- Set task
Rewrite all of the lines below as a numbered list, leaving out any blank lines.
[start]
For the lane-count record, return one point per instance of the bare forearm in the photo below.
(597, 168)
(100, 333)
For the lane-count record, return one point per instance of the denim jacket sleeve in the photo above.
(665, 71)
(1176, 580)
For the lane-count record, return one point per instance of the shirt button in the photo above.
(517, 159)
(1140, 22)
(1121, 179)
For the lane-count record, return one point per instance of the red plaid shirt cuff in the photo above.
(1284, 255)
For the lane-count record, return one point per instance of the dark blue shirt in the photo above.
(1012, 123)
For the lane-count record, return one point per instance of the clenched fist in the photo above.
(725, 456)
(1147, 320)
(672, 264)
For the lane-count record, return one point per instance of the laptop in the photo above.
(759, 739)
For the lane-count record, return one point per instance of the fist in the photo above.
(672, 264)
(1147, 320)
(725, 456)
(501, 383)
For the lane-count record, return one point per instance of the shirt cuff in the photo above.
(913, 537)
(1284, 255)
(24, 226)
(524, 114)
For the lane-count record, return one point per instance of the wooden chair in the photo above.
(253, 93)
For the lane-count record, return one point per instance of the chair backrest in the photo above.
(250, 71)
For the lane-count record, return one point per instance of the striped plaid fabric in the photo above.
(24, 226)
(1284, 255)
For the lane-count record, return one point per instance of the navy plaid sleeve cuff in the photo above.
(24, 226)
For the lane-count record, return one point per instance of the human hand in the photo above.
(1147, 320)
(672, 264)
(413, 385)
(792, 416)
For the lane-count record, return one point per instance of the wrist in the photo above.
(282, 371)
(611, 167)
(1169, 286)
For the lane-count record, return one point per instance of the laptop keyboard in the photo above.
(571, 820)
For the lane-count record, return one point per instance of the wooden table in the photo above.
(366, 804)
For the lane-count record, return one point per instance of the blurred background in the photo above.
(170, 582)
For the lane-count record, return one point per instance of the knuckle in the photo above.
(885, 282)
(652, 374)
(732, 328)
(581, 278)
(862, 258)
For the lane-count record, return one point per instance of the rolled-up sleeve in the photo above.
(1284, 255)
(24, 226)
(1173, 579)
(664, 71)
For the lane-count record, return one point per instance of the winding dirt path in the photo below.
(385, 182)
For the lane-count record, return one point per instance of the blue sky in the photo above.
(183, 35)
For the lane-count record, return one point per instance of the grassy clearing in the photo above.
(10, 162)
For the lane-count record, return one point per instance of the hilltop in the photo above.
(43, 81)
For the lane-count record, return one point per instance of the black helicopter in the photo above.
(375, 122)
[end]
- Result below
1. For the lane-count record, return one point per instance of the bare forearm in the photo below.
2. (597, 168)
3. (100, 333)
4. For the lane-count record, return one point per instance of the denim jacket sleeve in the photo above.
5. (665, 71)
6. (1176, 580)
7. For the lane-count record, return one point per instance of the shirt button in the photo above.
8. (517, 159)
9. (1140, 22)
10. (1121, 179)
11. For the lane-count record, return one point per instance of the red plaid shirt cuff in the photo above.
12. (1284, 255)
13. For the lane-count record, return one point per instance of the dark blue shirt in the photo above.
14. (1012, 123)
15. For the lane-count record, return one point per instance of the clenched fist in the photo above.
16. (725, 456)
17. (1147, 320)
18. (672, 264)
19. For the lane-count record, return one point per instance of the laptop in the photo above.
20. (759, 739)
21. For the lane-count record, return one point per instance of the fist in the photo above.
22. (672, 264)
23. (1147, 320)
24. (725, 456)
25. (501, 383)
26. For the lane-count record, return one point per instance of the shirt cuff in the photo above.
27. (913, 537)
28. (1284, 255)
29. (24, 226)
30. (524, 114)
31. For the lane-count record, return one point per instance of the wooden chair in the photo above.
32. (253, 93)
33. For the lane-count record, return one point per instance of the chair backrest in the photo above.
34. (250, 71)
35. For the lane-count record, return one point per instance of the striped plaid fabric in the photo above.
36. (24, 226)
37. (1284, 255)
38. For the lane-count record, return one point per instance of the navy plaid sleeve cuff in the photo above.
39. (24, 226)
40. For the lane-count record, return one point per instance of the human hand in the photo above.
41. (1147, 320)
42. (672, 264)
43. (413, 385)
44. (792, 416)
45. For the lane-count record, return one point per instance of the wrist in the photo above.
46. (282, 371)
47. (611, 167)
48. (1169, 286)
49. For the lane-count record, return one point per instance of the laptop keyboard in the photo above.
50. (571, 820)
51. For the lane-count record, return one point per instance of the wooden table in the photo above.
52. (366, 804)
53. For the lane-count record, return one point per instance of the blurred background in the photo above.
54. (170, 582)
55. For the lane-count record, return one point per instance of the knuckle in the photo above.
56. (885, 282)
57. (652, 374)
58. (732, 328)
59. (581, 278)
60. (862, 258)
61. For the lane-count record, return one point per instance of the rolled-up sleeve in the photo above.
62. (1284, 255)
63. (24, 226)
64. (1173, 579)
65. (664, 71)
66. For the lane-count record, return one point per instance of the winding dirt path in the photo below.
67. (385, 182)
68. For the lane-count record, return one point per instance of the blue sky in the photo above.
69. (183, 35)
70. For the lane-count record, return one point per instance of the grassy clearing in the photo above.
71. (10, 162)
72. For the lane-count record, return one point per instance of the hilltop in the photo above.
73. (43, 81)
74. For the lane-count record, return one point per instance of the black helicopter in the photo above.
75. (375, 122)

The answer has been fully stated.